--- TEXTE EXTRAIT ---
Survenant à quelques mois
d’intervalles, l’intervention en Libye
s’inscrit dans la stratégie menée en
Côte d’Ivoire et n’a que peu à voir avec
la politique d’appui tardif aux
mouvements populaires de Tunisie et
d’Égypte [6].
Brutalement, au nom d’une menace
visant les opposants au régime
jamahiriyen dont Rony Brauman a montré
le caractère improbable, la Libye s’est
vue retirée sa qualité de sujet de droit
international à part entière, de «
membre régulier » de la communauté
internationale. Il a suffi d’une
manifestation le 15 février 2011 dans
une ville du pays suivie d’une émeute le
17 dans cette même ville de Benghazi
pour qu’un État membre de longue date
des Nations Unies, ayant occupé la
présidence de l’Union Africaine et
conclu de nombreux accords avec
différents États, en particulier la
France et l’Italie, soit mis au ban de
la société internationale. Le Conseil de
Sécurité s’est satisfait de sources très
partielles sur les événements de
Benghazi : celles de l’une des parties
en cause (les insurgés) et d’un média,
Al-Jazeera [7], sans procéder à une
investigation contradictoire et sans
rechercher une « solution par voie de
négociation, d’enquête, de médiation, de
conciliation (…) ou par d’autres moyens
pacifiques » (article 33 de la Charte).
--- LIGNES DE DONNÉES ---
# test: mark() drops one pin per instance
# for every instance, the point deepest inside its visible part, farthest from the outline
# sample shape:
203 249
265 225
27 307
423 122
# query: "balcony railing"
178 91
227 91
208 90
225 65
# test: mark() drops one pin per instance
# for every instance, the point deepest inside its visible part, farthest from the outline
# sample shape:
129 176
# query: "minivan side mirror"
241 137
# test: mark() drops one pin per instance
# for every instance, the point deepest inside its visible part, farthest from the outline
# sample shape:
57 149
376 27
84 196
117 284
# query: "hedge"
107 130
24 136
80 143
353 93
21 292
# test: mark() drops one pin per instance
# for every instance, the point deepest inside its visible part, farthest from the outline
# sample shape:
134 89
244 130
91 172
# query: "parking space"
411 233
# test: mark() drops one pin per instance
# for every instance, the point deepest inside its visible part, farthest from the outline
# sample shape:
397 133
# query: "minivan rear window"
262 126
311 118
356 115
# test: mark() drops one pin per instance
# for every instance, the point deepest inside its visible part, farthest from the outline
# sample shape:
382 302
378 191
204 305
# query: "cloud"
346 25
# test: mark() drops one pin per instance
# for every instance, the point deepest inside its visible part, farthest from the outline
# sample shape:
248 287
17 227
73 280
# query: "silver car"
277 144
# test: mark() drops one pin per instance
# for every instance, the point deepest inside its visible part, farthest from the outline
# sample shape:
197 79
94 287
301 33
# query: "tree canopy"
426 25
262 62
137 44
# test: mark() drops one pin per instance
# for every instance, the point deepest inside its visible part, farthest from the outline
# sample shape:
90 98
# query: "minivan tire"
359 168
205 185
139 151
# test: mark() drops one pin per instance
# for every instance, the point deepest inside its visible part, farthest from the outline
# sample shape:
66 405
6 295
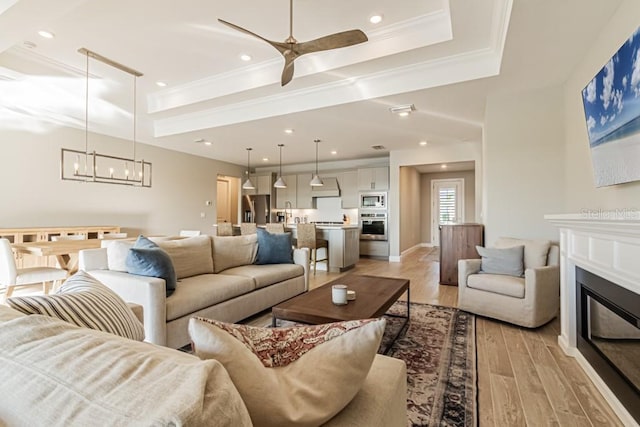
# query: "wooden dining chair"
248 228
11 276
224 229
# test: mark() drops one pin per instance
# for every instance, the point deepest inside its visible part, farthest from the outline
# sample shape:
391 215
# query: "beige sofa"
216 279
57 374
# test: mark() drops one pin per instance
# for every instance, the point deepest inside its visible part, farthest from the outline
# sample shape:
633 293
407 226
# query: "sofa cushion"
535 251
498 284
55 373
233 251
205 290
146 258
274 248
84 301
191 256
502 260
117 252
268 274
299 376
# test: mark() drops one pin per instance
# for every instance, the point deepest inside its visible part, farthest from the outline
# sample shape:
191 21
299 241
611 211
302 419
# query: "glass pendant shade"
280 182
316 181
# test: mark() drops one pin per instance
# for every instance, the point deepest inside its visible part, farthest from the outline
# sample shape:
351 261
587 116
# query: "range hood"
329 189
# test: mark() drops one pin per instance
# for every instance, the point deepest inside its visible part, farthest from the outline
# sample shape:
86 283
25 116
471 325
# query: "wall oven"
373 200
373 225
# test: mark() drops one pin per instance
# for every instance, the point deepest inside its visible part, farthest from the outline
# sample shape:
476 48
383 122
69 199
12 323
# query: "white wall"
581 194
34 195
523 155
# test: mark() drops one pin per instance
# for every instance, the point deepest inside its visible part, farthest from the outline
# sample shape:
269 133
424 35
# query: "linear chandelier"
91 166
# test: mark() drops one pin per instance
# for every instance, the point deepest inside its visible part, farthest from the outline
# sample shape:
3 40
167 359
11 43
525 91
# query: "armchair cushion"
535 251
507 261
498 283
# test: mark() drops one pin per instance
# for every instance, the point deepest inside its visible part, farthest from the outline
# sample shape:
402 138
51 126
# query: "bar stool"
---
Extrayez, s'il vous plaît, du texte sur l'intervention en Libye le passage qui commence par « Survenant à quelques » et se termine par « d’Égypte [6]. », sans rien y modifier. Les enregistrements forment un matériau à part, indépendant du texte.

Survenant à quelques mois
d’intervalles, l’intervention en Libye
s’inscrit dans la stratégie menée en
Côte d’Ivoire et n’a que peu à voir avec
la politique d’appui tardif aux
mouvements populaires de Tunisie et
d’Égypte [6].